* Consigne A
Dans la liste, recopiez à l'identique les lignes à partir de celle qui contient "Find the **stadium", jusqu'à celle qui contient "M 0 33 L 9 33", ces deux lignes comprises. Laissez les images de côté dans votre réponse.

# # # # # # #

Dimanche 28 aout 2022 ((rezonodwes.com))–

La langue française a une influence dominante sur la société haïtienne depuis des siècles. Quand nos ancêtres se sont rendus indépendants en 1804 et qu’ils ont voulu faire connaître au monde, dans un acte d’indépendance solennel, leur détermination de vivre à jamais séparés de la France, c’est à la langue de leurs anciens maîtres qu’ils recoururent à cette fin.

Ils acceptaient ainsi, dans l’ensemble de l’héritage colonial, la langue française comme langue officielle du nouvel État, dit-il, le docteur Pradel Pompilus, dans sa thèse: “La langue française en Haïti” (1961).

Il est important de souligner que Jean Jacques Dessalines a déjà mis en garde l’influence française sur l’État en construction dans l´Acte d´indépendance du premier janvier 1804, en ces termes: “(…) nos lois, nos mœurs, nos villes, tout porte encore l’empreinte française”.

Dans le fameux ouvrage intitulé: “Ainsi parla l´Oncle”, Jean Price Mars a eu raison lorsqu’il disait que la société haïtienne revêtit sa défroque de la civilisation occidentale au lendemain de 1804. Elle cherchait à modeler sa pensée et ses sentiments à se rapprocher de son ancienne métropole, à lui ressembler, à s’identifier à elle. À son époque, il a pu constater que beaucoup de noirs ont eu honte de parler de la culture haïtienne, c’est-à-dire : du créole, vaudou et de la culture populaire.

C´est ce qu’il va appeler plus loin le “bovarysme collectif”. Qu´est-ce-que cela  signifie ? Pour lui, le bovarysme collectif est la faculté que s’attribue à une société de se concevoir autre qu’elle ne l’est pas. Dans cette déclaration, il voulait nous montrer que le colonisé se voit toujours dans la tête de son colonisateur, c’est-à-dire, il pratique une langue, religion, science ou culture qui ne s’adapte pas à sa réalité. C´est ce qu’il va appeler plus loin “les poètes français égarés sur le sol d’Haïti”.

En conséquence, les élites haïtiennes vont organiser la société à partir de l’héritage colonial, c’est-à-dire, suivant le système éducatif français, langue française, la religion catholique et le code Napoléon.

Les premiers écrivains haïtiens ont été formés en France, sous la direction de professeurs français et dans des livres écrits en français. Par la suite, ceux qui seront formés en Haïti, iront pour la plupart en France pour compléter leur formation, nous rappelle Jean Rosier Descardes (1999).

# # # # # # #

* Consigne B
Relevez toutes les années écrites en chiffres dans l'extrait sur la langue française en Haïti, dans leur ordre d'apparition.

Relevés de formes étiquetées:
# # # # # # #

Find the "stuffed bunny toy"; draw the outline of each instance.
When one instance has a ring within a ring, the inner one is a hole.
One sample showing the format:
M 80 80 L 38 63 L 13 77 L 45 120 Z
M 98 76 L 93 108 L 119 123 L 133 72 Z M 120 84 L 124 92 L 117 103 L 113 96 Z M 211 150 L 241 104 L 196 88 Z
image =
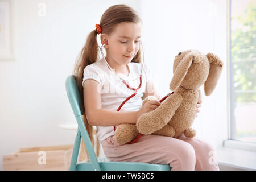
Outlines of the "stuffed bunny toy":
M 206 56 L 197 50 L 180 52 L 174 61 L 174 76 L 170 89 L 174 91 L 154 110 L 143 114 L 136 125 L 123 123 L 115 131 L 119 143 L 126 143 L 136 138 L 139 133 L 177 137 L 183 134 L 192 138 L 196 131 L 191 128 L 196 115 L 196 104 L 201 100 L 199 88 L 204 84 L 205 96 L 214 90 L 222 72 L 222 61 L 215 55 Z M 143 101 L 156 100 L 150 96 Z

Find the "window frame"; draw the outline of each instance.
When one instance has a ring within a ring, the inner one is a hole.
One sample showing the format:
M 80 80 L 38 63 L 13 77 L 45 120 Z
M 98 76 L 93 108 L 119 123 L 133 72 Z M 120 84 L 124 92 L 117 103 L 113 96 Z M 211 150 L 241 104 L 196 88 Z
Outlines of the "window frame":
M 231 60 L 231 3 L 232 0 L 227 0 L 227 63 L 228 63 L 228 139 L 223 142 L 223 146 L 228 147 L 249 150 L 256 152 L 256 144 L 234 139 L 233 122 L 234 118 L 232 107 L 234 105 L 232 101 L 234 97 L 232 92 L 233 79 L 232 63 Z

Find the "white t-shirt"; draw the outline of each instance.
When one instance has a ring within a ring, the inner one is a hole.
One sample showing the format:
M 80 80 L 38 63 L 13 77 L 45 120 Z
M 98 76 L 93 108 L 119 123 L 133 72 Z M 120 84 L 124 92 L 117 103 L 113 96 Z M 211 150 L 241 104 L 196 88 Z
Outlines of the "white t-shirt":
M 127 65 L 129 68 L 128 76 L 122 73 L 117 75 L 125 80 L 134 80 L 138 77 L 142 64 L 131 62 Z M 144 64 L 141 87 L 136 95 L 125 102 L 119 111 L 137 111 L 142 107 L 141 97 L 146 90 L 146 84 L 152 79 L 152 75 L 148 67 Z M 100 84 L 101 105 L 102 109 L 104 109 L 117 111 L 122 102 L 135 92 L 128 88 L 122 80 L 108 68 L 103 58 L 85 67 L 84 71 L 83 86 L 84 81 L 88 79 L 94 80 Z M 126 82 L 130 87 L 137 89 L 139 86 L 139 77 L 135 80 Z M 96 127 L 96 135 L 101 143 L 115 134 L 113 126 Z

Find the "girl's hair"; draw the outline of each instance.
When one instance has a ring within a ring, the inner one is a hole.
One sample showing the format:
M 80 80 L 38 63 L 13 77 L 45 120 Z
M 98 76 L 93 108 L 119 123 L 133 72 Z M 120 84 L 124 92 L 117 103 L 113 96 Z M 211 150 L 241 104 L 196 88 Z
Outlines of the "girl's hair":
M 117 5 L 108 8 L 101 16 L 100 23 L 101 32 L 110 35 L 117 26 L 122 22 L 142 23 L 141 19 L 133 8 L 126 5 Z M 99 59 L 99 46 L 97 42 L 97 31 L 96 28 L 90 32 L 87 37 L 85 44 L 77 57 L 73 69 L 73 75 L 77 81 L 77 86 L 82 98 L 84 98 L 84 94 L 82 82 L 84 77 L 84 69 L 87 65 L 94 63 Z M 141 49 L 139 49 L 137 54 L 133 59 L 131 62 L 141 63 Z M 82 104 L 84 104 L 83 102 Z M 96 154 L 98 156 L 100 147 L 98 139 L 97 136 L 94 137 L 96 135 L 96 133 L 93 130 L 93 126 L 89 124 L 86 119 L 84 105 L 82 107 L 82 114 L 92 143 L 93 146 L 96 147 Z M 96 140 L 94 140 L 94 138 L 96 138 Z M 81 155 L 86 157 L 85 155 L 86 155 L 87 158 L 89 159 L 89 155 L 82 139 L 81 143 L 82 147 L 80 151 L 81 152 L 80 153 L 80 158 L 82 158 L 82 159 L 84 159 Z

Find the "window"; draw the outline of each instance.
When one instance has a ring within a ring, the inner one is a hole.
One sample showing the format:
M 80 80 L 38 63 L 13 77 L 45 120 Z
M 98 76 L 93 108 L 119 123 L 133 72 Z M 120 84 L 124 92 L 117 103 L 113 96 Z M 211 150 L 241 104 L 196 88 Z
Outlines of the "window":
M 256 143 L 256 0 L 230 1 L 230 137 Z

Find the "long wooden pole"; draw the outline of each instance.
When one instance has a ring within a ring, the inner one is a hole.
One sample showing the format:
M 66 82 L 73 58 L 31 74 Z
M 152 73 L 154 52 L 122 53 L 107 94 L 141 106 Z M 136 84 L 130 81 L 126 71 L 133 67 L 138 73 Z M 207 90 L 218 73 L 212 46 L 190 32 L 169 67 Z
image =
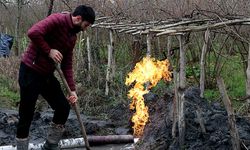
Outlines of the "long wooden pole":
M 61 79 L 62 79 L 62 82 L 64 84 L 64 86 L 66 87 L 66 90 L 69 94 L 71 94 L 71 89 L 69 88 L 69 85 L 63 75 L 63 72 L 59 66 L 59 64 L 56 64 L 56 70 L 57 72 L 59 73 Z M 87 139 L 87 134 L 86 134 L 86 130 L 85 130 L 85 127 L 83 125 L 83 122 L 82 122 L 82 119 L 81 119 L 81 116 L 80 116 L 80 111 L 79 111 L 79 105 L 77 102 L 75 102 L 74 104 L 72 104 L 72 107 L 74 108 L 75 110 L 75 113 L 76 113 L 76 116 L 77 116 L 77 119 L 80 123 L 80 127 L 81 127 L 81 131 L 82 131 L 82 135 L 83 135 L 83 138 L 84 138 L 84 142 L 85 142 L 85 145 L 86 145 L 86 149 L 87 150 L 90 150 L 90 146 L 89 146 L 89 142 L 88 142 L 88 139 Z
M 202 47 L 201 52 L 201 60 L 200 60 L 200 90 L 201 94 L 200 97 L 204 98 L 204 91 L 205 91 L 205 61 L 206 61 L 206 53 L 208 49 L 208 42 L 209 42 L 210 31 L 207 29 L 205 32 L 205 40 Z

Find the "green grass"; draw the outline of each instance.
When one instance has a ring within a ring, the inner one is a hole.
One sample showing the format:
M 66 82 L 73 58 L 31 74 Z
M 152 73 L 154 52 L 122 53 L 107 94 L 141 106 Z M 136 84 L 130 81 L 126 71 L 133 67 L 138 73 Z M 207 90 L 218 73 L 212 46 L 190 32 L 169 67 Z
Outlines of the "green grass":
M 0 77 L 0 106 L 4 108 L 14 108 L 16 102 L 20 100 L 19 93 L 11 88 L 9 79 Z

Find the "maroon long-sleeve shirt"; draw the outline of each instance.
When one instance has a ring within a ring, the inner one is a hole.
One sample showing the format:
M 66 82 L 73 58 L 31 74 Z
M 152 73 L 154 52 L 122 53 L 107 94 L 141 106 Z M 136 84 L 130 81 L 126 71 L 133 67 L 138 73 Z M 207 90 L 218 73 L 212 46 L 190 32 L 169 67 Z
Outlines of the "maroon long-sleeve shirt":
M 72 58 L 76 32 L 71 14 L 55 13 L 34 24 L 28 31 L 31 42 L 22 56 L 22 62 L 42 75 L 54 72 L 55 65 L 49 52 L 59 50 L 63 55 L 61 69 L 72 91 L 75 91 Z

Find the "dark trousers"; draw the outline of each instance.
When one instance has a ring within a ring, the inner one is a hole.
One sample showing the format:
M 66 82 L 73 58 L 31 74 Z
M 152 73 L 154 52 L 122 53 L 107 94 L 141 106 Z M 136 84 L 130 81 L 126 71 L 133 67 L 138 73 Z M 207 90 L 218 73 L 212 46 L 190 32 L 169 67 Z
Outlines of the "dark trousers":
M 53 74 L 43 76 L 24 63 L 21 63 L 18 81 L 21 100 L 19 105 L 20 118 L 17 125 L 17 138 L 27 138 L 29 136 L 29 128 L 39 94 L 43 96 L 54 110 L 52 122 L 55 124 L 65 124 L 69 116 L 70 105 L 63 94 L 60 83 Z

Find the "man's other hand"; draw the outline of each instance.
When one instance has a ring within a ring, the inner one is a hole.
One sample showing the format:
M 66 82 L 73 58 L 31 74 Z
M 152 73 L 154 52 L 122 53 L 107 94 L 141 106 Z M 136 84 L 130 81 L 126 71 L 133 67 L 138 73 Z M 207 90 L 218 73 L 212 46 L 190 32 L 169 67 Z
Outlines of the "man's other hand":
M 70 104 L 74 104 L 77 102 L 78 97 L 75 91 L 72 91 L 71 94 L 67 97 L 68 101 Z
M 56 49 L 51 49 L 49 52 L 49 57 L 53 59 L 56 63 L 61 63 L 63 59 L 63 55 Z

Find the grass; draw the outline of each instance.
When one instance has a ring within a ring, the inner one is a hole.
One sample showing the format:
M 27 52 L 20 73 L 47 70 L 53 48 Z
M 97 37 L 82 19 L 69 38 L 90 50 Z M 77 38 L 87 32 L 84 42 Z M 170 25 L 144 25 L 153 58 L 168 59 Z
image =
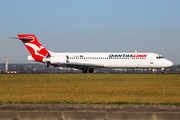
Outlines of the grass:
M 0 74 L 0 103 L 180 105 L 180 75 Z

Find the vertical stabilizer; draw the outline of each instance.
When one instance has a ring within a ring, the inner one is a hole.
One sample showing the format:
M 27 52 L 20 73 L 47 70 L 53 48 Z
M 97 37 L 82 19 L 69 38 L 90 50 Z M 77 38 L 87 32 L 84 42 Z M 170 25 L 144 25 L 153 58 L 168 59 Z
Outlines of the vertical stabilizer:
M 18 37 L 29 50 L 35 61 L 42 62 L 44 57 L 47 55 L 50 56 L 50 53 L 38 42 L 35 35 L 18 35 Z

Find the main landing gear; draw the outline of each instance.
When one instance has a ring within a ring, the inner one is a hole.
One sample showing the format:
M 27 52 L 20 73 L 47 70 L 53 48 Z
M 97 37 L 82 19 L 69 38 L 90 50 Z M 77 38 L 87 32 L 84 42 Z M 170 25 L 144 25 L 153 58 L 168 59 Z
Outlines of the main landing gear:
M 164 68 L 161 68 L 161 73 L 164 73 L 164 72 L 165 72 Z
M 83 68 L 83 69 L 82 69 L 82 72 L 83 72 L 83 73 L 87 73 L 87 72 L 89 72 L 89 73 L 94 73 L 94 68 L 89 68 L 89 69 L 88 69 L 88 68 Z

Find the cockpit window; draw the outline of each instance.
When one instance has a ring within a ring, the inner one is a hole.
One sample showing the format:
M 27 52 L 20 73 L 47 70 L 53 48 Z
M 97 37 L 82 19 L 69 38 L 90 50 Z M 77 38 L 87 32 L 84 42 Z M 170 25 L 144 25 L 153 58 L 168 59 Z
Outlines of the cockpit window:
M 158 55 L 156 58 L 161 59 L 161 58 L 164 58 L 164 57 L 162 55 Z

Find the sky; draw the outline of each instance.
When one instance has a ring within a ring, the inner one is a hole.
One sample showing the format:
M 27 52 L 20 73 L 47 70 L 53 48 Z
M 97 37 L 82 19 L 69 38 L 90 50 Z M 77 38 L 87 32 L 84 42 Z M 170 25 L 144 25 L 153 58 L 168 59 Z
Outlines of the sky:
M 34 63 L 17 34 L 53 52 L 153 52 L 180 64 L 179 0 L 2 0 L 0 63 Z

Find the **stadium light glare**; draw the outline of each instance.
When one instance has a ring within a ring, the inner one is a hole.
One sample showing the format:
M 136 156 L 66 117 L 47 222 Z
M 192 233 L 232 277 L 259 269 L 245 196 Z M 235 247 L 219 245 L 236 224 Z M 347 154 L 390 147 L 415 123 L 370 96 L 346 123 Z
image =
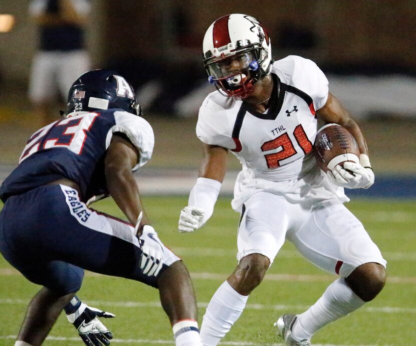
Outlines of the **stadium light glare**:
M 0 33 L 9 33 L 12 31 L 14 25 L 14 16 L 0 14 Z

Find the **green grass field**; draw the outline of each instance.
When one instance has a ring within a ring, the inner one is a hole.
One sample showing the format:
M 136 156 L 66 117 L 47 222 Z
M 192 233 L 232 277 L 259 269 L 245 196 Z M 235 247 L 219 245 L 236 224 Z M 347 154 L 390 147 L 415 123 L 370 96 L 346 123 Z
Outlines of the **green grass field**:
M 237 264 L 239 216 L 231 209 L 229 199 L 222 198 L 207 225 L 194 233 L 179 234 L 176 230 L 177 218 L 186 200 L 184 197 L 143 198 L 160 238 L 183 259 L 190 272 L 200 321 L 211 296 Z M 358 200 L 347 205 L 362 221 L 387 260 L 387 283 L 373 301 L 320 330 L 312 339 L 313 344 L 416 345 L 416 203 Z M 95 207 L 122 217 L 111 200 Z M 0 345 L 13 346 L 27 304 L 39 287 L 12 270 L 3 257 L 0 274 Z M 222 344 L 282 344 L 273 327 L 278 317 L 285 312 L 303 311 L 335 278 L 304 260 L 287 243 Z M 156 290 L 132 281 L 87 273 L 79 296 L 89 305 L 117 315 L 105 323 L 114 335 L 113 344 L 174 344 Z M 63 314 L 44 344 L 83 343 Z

# # # # # # #

* Résultat final A
Find the **stadium light glare**; draw the outline of each instance.
When one instance has a ring within a ring, the inner one is a hole.
One sample showing the format:
M 136 156 L 66 117 L 47 222 Z
M 192 233 L 232 277 L 259 269 L 245 196 Z M 235 247 L 219 245 L 236 224 Z M 347 154 L 390 147 L 415 123 L 370 96 L 346 123 Z
image =
Outlines of the **stadium light glare**:
M 0 33 L 9 33 L 12 31 L 14 25 L 14 16 L 0 14 Z

* Résultat final B
2022, 1804, 1961, 1999